TASK TO CARRY OUT: If a line in the entries includes "building", show that line.

DATASET EXTRACT:
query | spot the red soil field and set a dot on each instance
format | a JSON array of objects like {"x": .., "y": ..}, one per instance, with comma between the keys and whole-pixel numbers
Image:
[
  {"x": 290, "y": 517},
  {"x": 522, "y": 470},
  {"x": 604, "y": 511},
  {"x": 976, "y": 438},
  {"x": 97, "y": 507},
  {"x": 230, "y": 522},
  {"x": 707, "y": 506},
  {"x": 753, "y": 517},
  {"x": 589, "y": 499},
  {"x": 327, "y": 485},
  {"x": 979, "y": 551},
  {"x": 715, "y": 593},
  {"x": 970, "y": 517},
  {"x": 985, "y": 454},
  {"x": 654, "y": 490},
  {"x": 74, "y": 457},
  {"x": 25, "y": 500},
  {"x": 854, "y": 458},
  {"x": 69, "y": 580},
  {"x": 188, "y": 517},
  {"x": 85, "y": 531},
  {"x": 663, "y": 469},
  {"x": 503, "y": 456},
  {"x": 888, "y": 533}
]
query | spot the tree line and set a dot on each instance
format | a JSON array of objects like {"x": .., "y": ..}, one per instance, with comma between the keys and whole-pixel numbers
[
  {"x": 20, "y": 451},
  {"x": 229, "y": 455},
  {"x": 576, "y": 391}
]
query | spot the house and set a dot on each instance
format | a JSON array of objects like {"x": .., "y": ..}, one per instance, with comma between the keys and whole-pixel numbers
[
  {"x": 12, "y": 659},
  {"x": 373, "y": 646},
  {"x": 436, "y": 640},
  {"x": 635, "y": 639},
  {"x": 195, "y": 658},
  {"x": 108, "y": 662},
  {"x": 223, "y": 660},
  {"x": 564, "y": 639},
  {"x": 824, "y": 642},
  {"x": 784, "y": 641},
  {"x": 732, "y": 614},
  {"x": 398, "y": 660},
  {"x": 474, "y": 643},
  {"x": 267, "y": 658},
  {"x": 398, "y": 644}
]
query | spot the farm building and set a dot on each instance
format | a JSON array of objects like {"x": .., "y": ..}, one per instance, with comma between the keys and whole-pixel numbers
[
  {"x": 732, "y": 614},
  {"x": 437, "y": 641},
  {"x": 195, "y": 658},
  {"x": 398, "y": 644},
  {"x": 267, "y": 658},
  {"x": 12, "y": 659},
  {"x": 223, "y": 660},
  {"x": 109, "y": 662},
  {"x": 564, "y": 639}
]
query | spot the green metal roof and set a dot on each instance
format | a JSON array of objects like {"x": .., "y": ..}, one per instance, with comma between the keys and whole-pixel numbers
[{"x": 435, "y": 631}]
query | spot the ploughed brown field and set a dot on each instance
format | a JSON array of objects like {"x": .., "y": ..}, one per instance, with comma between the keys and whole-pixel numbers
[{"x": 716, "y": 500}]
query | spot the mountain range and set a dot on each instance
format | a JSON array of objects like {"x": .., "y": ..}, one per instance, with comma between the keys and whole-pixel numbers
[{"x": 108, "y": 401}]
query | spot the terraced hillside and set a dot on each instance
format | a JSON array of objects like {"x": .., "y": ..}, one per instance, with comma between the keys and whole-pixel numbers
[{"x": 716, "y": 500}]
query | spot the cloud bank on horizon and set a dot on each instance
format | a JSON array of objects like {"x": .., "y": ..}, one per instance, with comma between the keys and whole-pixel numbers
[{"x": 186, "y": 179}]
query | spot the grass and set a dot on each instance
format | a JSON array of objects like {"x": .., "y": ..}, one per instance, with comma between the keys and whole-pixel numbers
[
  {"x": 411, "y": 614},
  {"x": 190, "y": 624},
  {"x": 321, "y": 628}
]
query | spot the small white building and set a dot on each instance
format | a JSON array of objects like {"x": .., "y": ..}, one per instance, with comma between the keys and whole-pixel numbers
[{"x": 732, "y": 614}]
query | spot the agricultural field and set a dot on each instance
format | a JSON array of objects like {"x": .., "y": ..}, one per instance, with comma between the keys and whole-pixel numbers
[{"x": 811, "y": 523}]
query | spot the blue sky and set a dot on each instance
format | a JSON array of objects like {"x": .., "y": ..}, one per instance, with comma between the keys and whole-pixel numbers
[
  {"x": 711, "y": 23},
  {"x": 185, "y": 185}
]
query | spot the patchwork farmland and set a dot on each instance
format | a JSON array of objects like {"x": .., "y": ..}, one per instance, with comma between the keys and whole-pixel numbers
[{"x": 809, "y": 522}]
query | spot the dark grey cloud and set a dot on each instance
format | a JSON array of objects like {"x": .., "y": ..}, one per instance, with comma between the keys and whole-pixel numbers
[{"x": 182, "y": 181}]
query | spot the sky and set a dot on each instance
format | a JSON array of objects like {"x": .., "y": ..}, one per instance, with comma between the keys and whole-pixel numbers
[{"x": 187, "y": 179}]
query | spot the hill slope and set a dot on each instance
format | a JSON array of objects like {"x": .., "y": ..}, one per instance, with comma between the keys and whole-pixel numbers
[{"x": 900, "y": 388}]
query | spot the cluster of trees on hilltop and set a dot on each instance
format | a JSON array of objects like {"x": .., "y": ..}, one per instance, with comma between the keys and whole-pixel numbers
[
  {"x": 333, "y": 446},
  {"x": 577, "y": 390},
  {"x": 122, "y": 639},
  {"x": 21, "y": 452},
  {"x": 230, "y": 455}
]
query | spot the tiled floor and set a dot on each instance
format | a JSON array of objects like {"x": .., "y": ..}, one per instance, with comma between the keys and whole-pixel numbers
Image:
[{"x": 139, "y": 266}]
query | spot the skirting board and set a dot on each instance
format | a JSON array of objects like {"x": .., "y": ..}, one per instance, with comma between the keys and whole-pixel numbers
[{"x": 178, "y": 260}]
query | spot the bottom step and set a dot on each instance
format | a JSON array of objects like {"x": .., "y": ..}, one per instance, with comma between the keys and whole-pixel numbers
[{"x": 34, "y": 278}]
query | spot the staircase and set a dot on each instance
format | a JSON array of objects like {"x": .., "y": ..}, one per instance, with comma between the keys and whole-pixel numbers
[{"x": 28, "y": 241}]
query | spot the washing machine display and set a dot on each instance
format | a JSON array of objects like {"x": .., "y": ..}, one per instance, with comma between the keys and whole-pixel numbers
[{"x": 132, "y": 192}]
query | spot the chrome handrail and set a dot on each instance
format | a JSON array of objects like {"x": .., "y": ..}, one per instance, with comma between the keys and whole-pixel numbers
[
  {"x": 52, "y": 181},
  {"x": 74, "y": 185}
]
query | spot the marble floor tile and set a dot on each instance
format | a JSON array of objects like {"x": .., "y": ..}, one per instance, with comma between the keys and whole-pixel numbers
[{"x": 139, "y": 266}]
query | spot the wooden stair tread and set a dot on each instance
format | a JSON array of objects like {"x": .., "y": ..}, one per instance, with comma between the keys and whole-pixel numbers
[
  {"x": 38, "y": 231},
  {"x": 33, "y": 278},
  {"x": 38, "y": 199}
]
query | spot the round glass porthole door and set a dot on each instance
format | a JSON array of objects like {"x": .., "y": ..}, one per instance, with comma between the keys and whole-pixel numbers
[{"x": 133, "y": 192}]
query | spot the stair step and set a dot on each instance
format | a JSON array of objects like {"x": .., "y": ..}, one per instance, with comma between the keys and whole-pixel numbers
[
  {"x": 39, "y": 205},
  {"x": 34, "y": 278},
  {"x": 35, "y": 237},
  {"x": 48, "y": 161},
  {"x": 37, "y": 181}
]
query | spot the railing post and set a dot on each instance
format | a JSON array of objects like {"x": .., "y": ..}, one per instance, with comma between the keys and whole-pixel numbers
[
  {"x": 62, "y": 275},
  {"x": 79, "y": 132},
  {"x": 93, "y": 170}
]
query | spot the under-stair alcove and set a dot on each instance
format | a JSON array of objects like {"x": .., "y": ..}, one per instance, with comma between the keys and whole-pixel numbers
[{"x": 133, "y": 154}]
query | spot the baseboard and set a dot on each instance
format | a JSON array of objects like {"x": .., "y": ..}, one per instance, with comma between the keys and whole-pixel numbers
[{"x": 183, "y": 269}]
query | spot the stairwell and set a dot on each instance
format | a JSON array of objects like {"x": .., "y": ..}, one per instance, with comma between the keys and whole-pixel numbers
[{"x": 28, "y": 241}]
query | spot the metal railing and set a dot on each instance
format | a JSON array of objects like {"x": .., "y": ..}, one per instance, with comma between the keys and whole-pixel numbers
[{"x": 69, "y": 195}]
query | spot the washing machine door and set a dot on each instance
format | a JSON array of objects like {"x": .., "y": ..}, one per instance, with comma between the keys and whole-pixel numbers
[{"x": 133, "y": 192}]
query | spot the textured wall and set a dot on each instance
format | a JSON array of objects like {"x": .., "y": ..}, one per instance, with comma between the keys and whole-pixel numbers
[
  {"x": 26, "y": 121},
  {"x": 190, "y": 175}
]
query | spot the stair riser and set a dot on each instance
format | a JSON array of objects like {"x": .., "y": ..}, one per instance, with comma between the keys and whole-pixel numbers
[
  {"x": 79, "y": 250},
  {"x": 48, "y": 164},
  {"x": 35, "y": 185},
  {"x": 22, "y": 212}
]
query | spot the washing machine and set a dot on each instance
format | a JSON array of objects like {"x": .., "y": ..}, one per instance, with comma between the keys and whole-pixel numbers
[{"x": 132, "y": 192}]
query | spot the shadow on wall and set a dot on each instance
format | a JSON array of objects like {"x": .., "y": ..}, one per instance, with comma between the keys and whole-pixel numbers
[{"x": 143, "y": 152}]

TASK OUTPUT:
query | spot the farm building and set a dot on each instance
query | spot the small white building and set a dot on each instance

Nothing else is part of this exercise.